* **Exercise instructions**
Copy every record below exactly as written, but leave out the pictures.

Location labeling records:
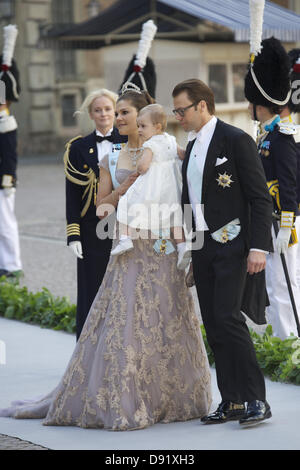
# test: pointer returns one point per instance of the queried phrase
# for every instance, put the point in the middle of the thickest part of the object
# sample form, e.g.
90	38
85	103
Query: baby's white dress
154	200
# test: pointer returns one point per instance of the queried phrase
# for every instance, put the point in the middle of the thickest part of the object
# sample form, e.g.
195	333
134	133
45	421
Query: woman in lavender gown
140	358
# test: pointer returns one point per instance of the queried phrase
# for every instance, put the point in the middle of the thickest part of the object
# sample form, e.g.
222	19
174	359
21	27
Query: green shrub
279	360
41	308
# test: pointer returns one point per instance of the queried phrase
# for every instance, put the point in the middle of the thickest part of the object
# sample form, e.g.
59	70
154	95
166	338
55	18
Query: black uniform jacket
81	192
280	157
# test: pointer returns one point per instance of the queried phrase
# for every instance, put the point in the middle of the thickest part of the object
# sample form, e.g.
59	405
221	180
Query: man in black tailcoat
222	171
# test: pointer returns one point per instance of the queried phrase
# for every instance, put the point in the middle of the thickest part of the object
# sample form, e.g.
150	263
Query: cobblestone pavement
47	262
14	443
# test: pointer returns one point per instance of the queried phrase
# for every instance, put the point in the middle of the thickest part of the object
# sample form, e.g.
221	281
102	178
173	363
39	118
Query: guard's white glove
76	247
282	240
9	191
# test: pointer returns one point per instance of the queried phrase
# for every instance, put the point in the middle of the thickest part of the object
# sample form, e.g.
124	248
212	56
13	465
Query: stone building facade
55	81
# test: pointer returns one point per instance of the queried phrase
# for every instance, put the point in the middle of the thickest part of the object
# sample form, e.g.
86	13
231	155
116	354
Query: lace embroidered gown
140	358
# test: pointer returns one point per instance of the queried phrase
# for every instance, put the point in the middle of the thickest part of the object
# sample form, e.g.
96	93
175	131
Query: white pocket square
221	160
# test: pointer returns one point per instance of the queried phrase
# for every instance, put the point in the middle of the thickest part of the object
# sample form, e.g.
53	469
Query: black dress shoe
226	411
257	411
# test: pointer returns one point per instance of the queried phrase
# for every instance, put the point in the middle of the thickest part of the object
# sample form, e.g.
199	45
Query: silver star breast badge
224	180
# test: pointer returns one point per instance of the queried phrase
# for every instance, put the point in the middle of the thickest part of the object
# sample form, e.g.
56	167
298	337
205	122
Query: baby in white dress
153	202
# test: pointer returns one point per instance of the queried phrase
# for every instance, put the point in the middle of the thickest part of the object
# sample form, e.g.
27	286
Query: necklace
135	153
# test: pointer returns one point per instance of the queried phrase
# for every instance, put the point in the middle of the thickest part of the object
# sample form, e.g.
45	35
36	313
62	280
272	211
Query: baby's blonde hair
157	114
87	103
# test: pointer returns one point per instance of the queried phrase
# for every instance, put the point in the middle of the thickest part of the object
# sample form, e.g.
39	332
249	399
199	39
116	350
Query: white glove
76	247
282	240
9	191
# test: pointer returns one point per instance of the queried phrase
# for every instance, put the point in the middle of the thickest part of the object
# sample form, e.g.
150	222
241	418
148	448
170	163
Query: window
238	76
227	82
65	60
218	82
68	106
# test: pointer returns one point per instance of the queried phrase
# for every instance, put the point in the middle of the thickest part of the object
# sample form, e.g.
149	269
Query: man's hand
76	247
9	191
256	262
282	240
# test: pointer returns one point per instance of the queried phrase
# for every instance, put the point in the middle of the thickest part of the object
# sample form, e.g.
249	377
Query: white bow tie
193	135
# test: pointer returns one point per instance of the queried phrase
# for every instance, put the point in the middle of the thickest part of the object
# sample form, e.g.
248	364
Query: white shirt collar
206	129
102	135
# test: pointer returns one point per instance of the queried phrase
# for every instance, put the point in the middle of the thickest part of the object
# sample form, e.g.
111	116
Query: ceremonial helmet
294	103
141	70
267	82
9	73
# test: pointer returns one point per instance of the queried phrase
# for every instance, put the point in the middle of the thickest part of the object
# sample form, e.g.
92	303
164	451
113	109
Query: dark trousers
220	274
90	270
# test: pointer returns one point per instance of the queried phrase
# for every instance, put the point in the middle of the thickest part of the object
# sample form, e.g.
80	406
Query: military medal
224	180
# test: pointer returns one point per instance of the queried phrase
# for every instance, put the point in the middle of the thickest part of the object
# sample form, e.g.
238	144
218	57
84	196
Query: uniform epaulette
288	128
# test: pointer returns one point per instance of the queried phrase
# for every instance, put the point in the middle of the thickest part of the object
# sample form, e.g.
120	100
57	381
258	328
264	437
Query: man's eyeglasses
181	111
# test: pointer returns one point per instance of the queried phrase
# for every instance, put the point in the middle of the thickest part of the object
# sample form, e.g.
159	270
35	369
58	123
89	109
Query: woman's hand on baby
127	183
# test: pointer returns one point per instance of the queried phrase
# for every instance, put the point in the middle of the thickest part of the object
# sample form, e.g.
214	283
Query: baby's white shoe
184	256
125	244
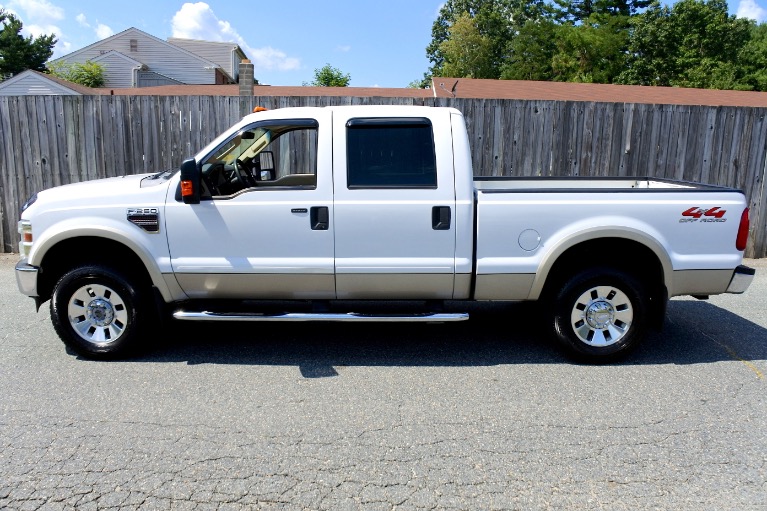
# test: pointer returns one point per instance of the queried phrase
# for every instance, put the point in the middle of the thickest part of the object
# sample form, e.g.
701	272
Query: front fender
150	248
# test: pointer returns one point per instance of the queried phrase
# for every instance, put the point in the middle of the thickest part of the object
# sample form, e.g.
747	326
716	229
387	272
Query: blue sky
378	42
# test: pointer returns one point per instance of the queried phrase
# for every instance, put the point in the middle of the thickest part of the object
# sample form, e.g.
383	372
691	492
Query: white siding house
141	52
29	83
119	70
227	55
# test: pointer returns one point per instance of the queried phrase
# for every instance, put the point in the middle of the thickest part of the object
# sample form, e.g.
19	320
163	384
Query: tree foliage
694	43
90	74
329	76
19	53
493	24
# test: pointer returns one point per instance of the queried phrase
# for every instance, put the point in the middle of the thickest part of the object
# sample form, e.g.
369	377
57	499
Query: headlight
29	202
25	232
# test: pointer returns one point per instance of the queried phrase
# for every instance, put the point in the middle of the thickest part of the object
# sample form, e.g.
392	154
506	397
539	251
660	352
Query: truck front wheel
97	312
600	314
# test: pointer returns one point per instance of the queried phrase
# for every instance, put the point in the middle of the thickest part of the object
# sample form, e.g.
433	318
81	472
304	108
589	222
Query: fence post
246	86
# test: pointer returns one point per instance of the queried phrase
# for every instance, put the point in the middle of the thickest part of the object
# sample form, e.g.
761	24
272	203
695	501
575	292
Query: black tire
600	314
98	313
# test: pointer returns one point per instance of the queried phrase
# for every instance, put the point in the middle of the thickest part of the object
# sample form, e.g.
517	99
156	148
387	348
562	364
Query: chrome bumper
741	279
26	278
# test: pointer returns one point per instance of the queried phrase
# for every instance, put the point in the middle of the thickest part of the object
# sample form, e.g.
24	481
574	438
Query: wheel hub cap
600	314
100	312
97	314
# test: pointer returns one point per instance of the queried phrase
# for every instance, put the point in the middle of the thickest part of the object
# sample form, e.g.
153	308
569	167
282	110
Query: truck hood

* **Reply to the exercise**
# test: pointer returns one point per instance of the queried phrase
# for every instance, put the point in the middle of the thickest part of the object
# sample form, e.g.
90	38
85	103
Query: baby's white dress
154	200
# test: pointer returns one point per instance of the queried phrase
# for every instance, put the point in the middle of the thickest part of the object
# sample form, e.g.
195	333
134	133
45	421
Query: woman in lavender gown
140	358
# test: pointer returns one point per instance of the queried phrase
# for every instance, put the point in the middle of the thickest part of the object
# sample form, e.g.
222	19
174	359
21	27
Query: green shrub
279	360
41	308
# test: pointer returns one point per instance of the queried phrase
# for every instance, put the point in the middle of the thickest part of the object
# sample form, e.g.
59	70
154	95
166	338
55	18
Query: black uniform jacket
81	192
280	157
# test: pointer returns one point per instance of the queried phrase
# for every instance, put the point in the middle of the thickest part of the object
# sample form, e.g.
59	405
221	180
Query: man in black tailcoat
222	171
# test: pointer returns one point per instance of the queried phrase
# for every instance, put the point in the middle of the thickest part of the object
# sample form, e.g.
150	263
Query: cobblestone pavement
47	262
14	443
# test: pointer returns one point per instance of the queried phrase
# for every instance, put the point in the middle of the thickest part of the object
# sample form, e.g.
221	281
102	178
173	363
39	118
Query: guard's white glove
76	247
282	240
9	191
# test: pointer returns one point per instance of the queried phrase
# for every instance, put the point in the middle of the thickest part of the object
# sample form, e.g.
124	248
212	56
13	465
Query: stone building facade
55	81
# test: pointer returns one point per instance of the queried phrase
# for every instance, put the point in the middle of the thickest part of the object
# sample form, e.g.
86	13
231	155
116	354
Query: lace embroidered gown
140	358
# test: pointer returns one point per instance of the queried phrase
# for every instance, put the point in the middle of the thickest part of the object
# sample form, e.g.
96	93
175	131
Query: white pocket square
221	160
# test: pointer returns one point per instance of the queried phrase
# for every instance, put the point in the middle of the thickest part of the object
# sample form, e.g.
53	469
Query: black dress shoe
226	411
257	411
# test: pointer returns one point per instance of the queried phrase
# for every instance, put the point in the middle of the thickest part of the object
# sample form, e.g.
199	45
Query: silver star breast badge
224	180
# test: pointer returns one point per instance of the queried phrase
# for every instance, put the point in the middle of the thickest part of the object
# sample form, e.g.
56	167
298	337
205	122
Query: baby in white dress
153	202
# test: pointer returns one point per instance of the queried phrase
# for every instance, put the point in the middle of the thickest part of the object
# sample form, e.g.
27	286
Query: necklace
135	153
# test: pointer returns one point per instance of the queried phrase
# for every instance, put the point in the middle of the thickest part of the object
# sample form, e.g.
45	35
36	313
62	280
272	211
Query: baby's blonde hair
157	114
87	103
# test: pointer returns one point per instance of the queried phrase
# for every instance, put the point in the middle of the thickest part of the object
# sample form, e.g.
39	332
249	399
199	39
116	350
Query: white glove
76	247
282	240
9	191
# test: pointer returns one point per instance of the queried phrase
# for every instance, put the point in the middle of the thickest part of the object
# sample form, e.g.
150	222
241	418
148	448
170	163
Query: window
238	76
227	82
65	60
218	82
68	106
# test: pointer returns one point per instance of the queried phrase
# for every instance, put the point in the middle of the thickest part of the object
# sample form, e.g.
149	269
Query: man's hand
76	247
9	191
256	262
282	240
# test: pointer returns one point per instance of the queried phrase
# for every instance, put the point in the middle of the thickest part of the object
# sample form, e.g.
249	377
Query: white bow tie
193	135
# test: pointer returns one point per instance of the queried phrase
# for every instance, put the point in the middle of the thickest part of the object
# sample form, e.g.
248	364
Query: white shirt collar
206	129
102	135
# test: pointer returns one point per instance of the queried phrase
# for every instance, put the point in the middle of the thickest part of the object
# sample form, e.g.
111	116
Query: ceremonial helmet
294	103
141	70
267	82
9	73
# test: pointer returns one point per instance of the queried phrase
# for every instance, put the point in the middle of the thickest part of the object
# sample form, e.g.
92	303
164	451
113	109
Query: dark trousers
220	274
90	270
# test: pointer returns one point per instance of the queried phrase
# for every instance, put the point in the middle of the thickest part of the object
# sample form, e.g.
80	406
Query: military medal
224	180
# test: pointer returns one point per instance of the queried phrase
# for every instance, put the point in the middle of the thickest part of the object
# sample form, e.g.
238	144
218	57
84	196
Query: uniform epaulette
288	128
# test: pointer returns one point per instance of the queried phrase
# for every instance, put the point in the middle of the thickest part of the object
# sample form, e.g.
120	100
57	381
258	328
264	437
Query: man's eyeglasses
181	111
# test: pointer returns one point per instance of the queried phrase
# for every instance, put the point in the middle of the thickest part of the object
# sample form, e.g.
159	270
35	369
58	123
89	109
Query: woman's hand on baby
127	183
# test: pointer returns one point per instance of the queried phrase
# for every instance, put the point in the middle of the thickest part of the object
# sample form, e.g.
214	283
Query: baby's white shoe
184	256
125	244
# test: pointer returns one point per instance of the queried phrase
# for every instance, put the point in the middle of the thickest part of the object
# sample form, e.g.
701	272
Query: front fender
150	248
# test: pointer returns one point per instance of the queried phrase
# for every instance, put the point in the middle of the thickest part of the object
# sample form, e.g.
747	326
716	229
387	272
Query: blue sky
378	42
# test: pointer returns one point per instance of the queried phrase
# for every instance, put the point in the middle of the thickest part of the object
# sample form, e.g.
383	372
691	492
Query: white siding house
141	52
29	83
119	70
227	55
# test: pointer returns one point per instance of the queried phrase
# for every instance, put the point in the middle of the thickest part of the object
# sample form, e.g.
19	320
163	384
Query: tree foliage
694	43
90	74
329	76
19	53
493	24
# test: pointer returns one point per instance of the queried phrase
# for every instance, put the point in the middle of the thickest part of the object
# sample form, e.g.
369	377
57	499
Query: headlight
29	202
25	232
# test: pointer returns one point per instance of the queried phrase
# for every instance, put the point in the middle of the thickest part of the object
# sample form, e.g.
392	154
506	397
539	251
660	352
Query: truck front wheel
97	312
600	314
# test: pointer returns one point per instance of the queried phrase
# for every instance, put the point in the middle of the thickest part of the object
# sample form, e.g.
433	318
81	472
304	108
589	222
Query: fence post
246	86
# test: pointer returns one point per instance of the queried phrase
# for every instance, put the point in the middle of the thickest part of the object
# sample form, e.g.
761	24
272	203
695	501
575	292
Query: black tire
600	314
98	313
# test: pointer returns one point per instance of the queried phrase
# for every instance, put the point in the middle of the thickest part of the object
# sample form, e.g.
517	99
156	148
387	348
562	364
Query: chrome bumper
741	279
26	278
# test: pointer returns one point per instance of the queried phrase
# for every instance, put the point in the middle of the thickest part of the object
# sample form, e.g.
24	481
574	438
Query: wheel hub cap
600	314
100	312
97	314
# test: pointer returns one point per instance of the queried phrase
# for every instance, put the point in the middle of the thickest part of the object
# sample form, e.g.
153	308
569	167
282	110
Query: truck hood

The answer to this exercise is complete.